* **RECORD EXCERPTS**
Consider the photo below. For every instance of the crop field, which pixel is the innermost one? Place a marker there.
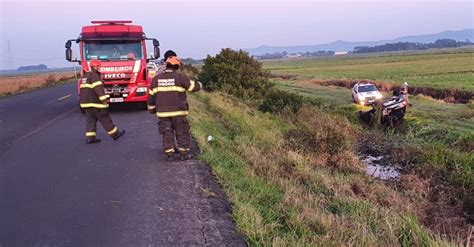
(21, 83)
(447, 69)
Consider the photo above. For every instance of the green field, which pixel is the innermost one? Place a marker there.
(283, 195)
(452, 69)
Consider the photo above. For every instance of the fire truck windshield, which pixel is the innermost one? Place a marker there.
(113, 50)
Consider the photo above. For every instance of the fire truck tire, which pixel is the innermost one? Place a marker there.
(143, 106)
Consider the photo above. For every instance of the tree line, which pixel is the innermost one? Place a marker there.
(405, 46)
(285, 54)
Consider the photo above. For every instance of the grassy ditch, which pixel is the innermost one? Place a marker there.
(295, 179)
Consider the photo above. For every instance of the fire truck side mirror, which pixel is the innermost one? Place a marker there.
(156, 50)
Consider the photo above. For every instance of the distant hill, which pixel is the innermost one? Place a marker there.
(38, 67)
(28, 72)
(340, 45)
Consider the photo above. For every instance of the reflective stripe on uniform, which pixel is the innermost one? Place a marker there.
(169, 89)
(172, 113)
(112, 131)
(90, 133)
(191, 87)
(92, 85)
(104, 97)
(94, 105)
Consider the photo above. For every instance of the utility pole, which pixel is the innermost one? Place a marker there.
(10, 62)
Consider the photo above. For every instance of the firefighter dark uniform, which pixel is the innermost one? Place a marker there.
(167, 98)
(93, 101)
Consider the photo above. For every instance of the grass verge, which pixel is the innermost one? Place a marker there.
(286, 193)
(17, 84)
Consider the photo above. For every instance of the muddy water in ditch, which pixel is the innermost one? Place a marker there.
(378, 167)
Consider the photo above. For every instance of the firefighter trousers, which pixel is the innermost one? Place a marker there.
(171, 127)
(102, 115)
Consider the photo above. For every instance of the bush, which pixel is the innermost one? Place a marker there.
(236, 73)
(278, 101)
(191, 71)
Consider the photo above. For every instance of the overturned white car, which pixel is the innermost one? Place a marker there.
(365, 93)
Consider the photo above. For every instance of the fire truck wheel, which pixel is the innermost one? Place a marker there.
(143, 106)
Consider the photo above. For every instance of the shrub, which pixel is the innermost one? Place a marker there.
(236, 73)
(191, 71)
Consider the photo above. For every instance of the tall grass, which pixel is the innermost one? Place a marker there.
(21, 83)
(286, 193)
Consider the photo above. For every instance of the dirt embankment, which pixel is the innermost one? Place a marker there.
(448, 95)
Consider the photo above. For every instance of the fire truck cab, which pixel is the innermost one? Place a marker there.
(121, 48)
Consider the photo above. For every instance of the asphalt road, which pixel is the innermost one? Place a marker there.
(57, 191)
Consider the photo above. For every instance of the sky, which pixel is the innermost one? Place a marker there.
(34, 32)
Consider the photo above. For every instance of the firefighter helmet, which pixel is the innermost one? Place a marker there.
(95, 63)
(170, 53)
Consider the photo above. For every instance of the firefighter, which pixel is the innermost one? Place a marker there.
(167, 98)
(93, 101)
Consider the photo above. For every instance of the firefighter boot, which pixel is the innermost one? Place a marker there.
(92, 141)
(169, 157)
(119, 134)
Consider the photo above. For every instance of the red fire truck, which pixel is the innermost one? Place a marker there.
(121, 48)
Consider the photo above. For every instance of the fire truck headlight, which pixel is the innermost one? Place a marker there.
(141, 89)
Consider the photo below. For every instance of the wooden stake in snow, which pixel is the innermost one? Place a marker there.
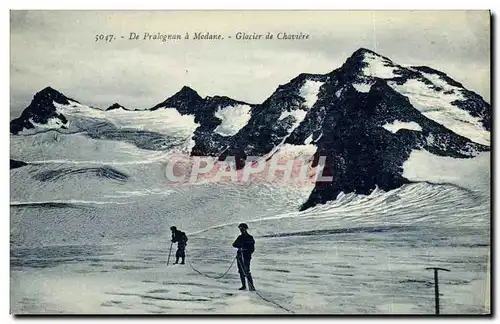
(436, 286)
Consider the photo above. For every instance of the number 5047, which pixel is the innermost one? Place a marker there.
(104, 38)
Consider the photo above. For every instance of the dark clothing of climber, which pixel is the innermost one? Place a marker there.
(246, 246)
(181, 239)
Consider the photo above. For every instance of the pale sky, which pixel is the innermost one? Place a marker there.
(58, 48)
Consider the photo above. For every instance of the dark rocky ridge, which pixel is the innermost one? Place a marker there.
(40, 110)
(345, 125)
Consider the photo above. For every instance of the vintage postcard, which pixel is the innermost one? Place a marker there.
(250, 162)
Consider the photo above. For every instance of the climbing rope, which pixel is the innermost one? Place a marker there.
(262, 297)
(246, 276)
(208, 276)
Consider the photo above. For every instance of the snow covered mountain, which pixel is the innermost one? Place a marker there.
(370, 118)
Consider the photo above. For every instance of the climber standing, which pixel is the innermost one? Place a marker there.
(181, 238)
(245, 245)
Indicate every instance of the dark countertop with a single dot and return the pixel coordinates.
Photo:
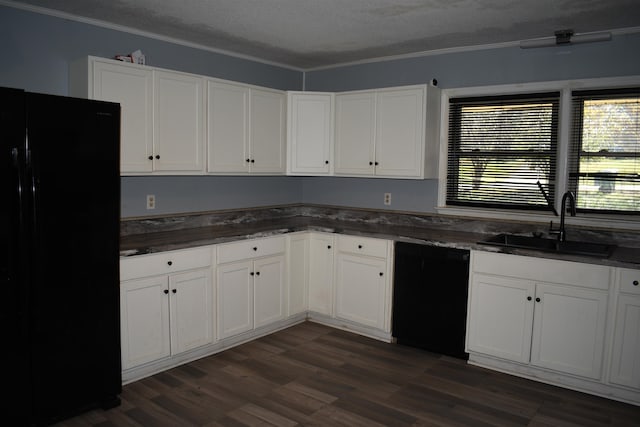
(151, 242)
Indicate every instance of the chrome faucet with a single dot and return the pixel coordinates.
(562, 234)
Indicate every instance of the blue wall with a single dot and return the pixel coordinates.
(37, 50)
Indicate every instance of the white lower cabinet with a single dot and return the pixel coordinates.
(569, 329)
(501, 317)
(251, 285)
(166, 305)
(625, 358)
(362, 281)
(528, 319)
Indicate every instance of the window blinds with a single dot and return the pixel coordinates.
(502, 151)
(604, 160)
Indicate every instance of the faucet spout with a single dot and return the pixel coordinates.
(562, 234)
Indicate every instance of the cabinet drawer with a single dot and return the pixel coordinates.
(363, 246)
(630, 281)
(246, 249)
(164, 262)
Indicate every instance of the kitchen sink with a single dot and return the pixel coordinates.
(550, 245)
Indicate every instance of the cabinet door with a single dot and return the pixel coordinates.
(191, 310)
(321, 253)
(144, 311)
(310, 133)
(355, 134)
(501, 317)
(228, 128)
(235, 298)
(568, 329)
(268, 154)
(625, 359)
(178, 136)
(132, 88)
(400, 133)
(268, 289)
(360, 289)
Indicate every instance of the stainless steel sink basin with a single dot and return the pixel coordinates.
(550, 245)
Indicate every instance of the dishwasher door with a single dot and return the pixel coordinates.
(430, 298)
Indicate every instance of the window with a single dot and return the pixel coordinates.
(502, 151)
(604, 160)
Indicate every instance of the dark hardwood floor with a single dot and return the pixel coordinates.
(314, 375)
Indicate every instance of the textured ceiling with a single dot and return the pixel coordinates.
(317, 33)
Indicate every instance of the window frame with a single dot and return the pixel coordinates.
(565, 87)
(537, 101)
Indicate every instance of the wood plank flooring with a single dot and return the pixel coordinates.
(313, 375)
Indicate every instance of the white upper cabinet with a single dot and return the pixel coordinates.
(355, 134)
(132, 88)
(245, 129)
(162, 113)
(227, 128)
(178, 137)
(309, 133)
(390, 133)
(268, 134)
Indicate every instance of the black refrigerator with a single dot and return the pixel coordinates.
(60, 214)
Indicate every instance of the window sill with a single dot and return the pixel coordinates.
(583, 220)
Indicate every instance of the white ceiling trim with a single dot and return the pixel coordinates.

* **THE TASK**
Exact copy, no pictures: reproduce every entry shown above.

* **ANSWER BELOW**
Consider the photo below. For every instance of the crop field, which pixel is the innermost one? Place a marker there.
(21, 83)
(447, 69)
Consider the photo above. For every instance of the green field, which pixel is the innermost one? Place a marker there.
(283, 195)
(452, 69)
Consider the photo above. For every instance of the fire truck windshield, which pixel is the innermost one? Place a marker there.
(113, 50)
Consider the photo above. For every instance of the fire truck tire, which pixel is the innermost one? Place a marker there.
(143, 106)
Consider the photo above. For every instance of the tree line, which pixel is the innermost one? Place a marker there.
(405, 46)
(285, 54)
Consider the photo above. For every instance of the grassy ditch, which pixel is the innermost one? Place a marker there.
(295, 179)
Consider the photo above. For every instance of the fire truck side mirror, which pixel is the innermost one? Place a marker there.
(156, 50)
Consider the photo above. For every instance of the distant hill, which pixel is the innermost one? Place a marker there.
(38, 67)
(28, 72)
(340, 45)
Consider the photo above. For every instance of the reflective stripe on uniform, which pixel is the innermost one? Place a marker there.
(169, 89)
(172, 113)
(112, 131)
(90, 133)
(191, 87)
(92, 85)
(104, 97)
(94, 105)
Consider the photo above. For every instance of the utility pole, which pixel is the innermost one? Place a marker there.
(10, 62)
Consider the photo above. For every instance of the firefighter dark uniform, which pixel is the innermost one? Place a marker there.
(167, 98)
(93, 101)
Consider the photo above. For every instance of the grass verge, which pixel is the innermost one? Place a marker there.
(286, 193)
(17, 84)
Consider the photo above. For every instance of the muddy water in ditch, which pixel is the innermost one? Place a marker there.
(378, 167)
Consider the photo above. For every instance of the firefighter trousers, which pixel is the innermost one? Place a marker there.
(171, 127)
(102, 115)
Consider the photo above. For every instance of the bush, which pixel is the innermost one? Place a marker there.
(236, 73)
(278, 101)
(191, 71)
Consider the photo above. For every instance of the overturned white car, which pixel is the innermost one? Place a marker there.
(365, 93)
Consider the photo above. For every instance of the fire truck wheel, which pixel is the innermost one? Place a marker there.
(143, 106)
Consider the photo above. For every instance of the shrub, which pixel is the innermost one? Place a marker there.
(236, 73)
(191, 71)
Consider the photo above. For every instance of the tall grass, which pixel is the innermost one? Place a marker there.
(21, 83)
(286, 193)
Consider the photo above. For every instance of the dirt embankment, which pixel is the innermost one? Place a marker there.
(448, 95)
Consider the photo above. For every instance of the fire truck cab, which pixel is the innermost one? Place a marker there.
(121, 48)
Consider the photo above. For every instance of the asphalt road, which pixel is the innermost one? Place a marker there.
(57, 191)
Consider the photo above. For every instance of the sky, which pixel is the innermost one? Place a marker there.
(34, 32)
Consider the photo above. For every instance of the firefighter helmet, which pixel is the innermost one? Place a marker there.
(95, 63)
(170, 53)
Consider the photo above. For every instance of the firefighter, which pixel is the innermost one? Place a marker there.
(167, 98)
(93, 101)
Consider the photo above. For every instance of the firefighter boot, which pixel is the innermost one? Place a marker there.
(92, 141)
(169, 157)
(119, 134)
Consider the photo above. For every instance of the red fire truck, which pixel is the innermost one? Place a marker there.
(121, 48)
Consider the photo above. For every instance of the fire truck headlight, which pixel is the innermost one? Place a marker there.
(141, 89)
Consider the photo below. For every instance of the wooden stake in snow, which pixel is the innermost one? Place a marker there.
(436, 286)
Consider the photo above. For every instance of the number 5047, which pixel is the innermost one? Place a marker there.
(104, 38)
Consider the photo above. For every instance of the dark clothing of climber, which pixel is the innermost one? Place a marker there.
(246, 246)
(181, 239)
Consider the photo above. For every instance of the pale sky, which pixel is the innermost one? Place a marker there.
(58, 48)
Consider the photo above. For every instance of the dark rocky ridge, which pixel is the innermost one? Place a marker there.
(40, 110)
(345, 125)
Consider the photo above. For every instance of the vintage postcard, which pixel is the innermost one? Place a marker there.
(250, 162)
Consider the photo above. For every instance of the climbing rope, which pixel is the innermost one? Place a marker there.
(262, 297)
(246, 276)
(208, 276)
Consider the photo above. For every instance of the snow covered mountain, which pixel is the innermost one? Place a marker there.
(370, 118)
Consider the photo above. For every instance of the climber standing, which pixel is the innermost one? Place a marker there.
(181, 238)
(245, 245)
Indicate every instance of the dark countertop with a single dot and return the pixel coordinates.
Photo:
(151, 242)
Indicate every instance of the chrome faucet with a single dot and return the pixel coordinates.
(562, 234)
Indicate every instance of the blue wall with a single dot and return the pixel coordinates.
(37, 50)
Indicate every instance of the white lower cabinet with a single dot and return the pixel coordinates.
(569, 329)
(501, 317)
(251, 285)
(166, 305)
(625, 358)
(362, 281)
(528, 319)
Indicate every instance of the window blinds with a single dot and return the pixel coordinates.
(502, 151)
(604, 160)
Indicate every instance of the faucet spout with a single dot and return the pixel coordinates.
(562, 234)
Indicate every instance of the cabinet drawer with a single dot and return the pixel coordinates.
(363, 246)
(630, 281)
(246, 249)
(164, 262)
Indicate every instance of the kitchen sink with a single dot and return the pixel coordinates.
(550, 245)
Indicate every instance of the cabinet door with a single dot and return the pixel coordinates.
(191, 310)
(321, 253)
(144, 311)
(310, 133)
(355, 134)
(501, 317)
(228, 128)
(235, 298)
(568, 329)
(268, 154)
(625, 359)
(178, 136)
(132, 88)
(400, 133)
(268, 289)
(360, 289)
Indicate every instance of the stainless steel sink basin with a single dot and return the pixel coordinates.
(550, 245)
Indicate every instance of the dishwasher door with a single dot and return the pixel coordinates.
(430, 298)
Indicate every instance of the window with a single dot and return the pixel coordinates.
(502, 151)
(604, 160)
Indicate every instance of the dark hardwood floor with a single dot and return the pixel coordinates.
(314, 375)
Indicate every instance of the textured ceiling with a single dot and return the pixel coordinates.
(317, 33)
Indicate every instance of the window frame with a single dot and return the pixel coordinates.
(565, 87)
(537, 101)
Indicate every instance of the wood plank flooring with a single dot and return the pixel coordinates.
(313, 375)
Indicate every instance of the white upper cabinet with a single dot and return the pixel coordinates.
(355, 134)
(132, 88)
(245, 129)
(162, 113)
(227, 128)
(178, 137)
(309, 133)
(390, 133)
(268, 134)
Indicate every instance of the black refrigerator with a single dot and return the pixel coordinates.
(60, 214)
Indicate every instance of the window sill with a single dot and return the pixel coordinates.
(583, 220)
Indicate every instance of the white ceiling trim with a single dot and return the pixel coordinates.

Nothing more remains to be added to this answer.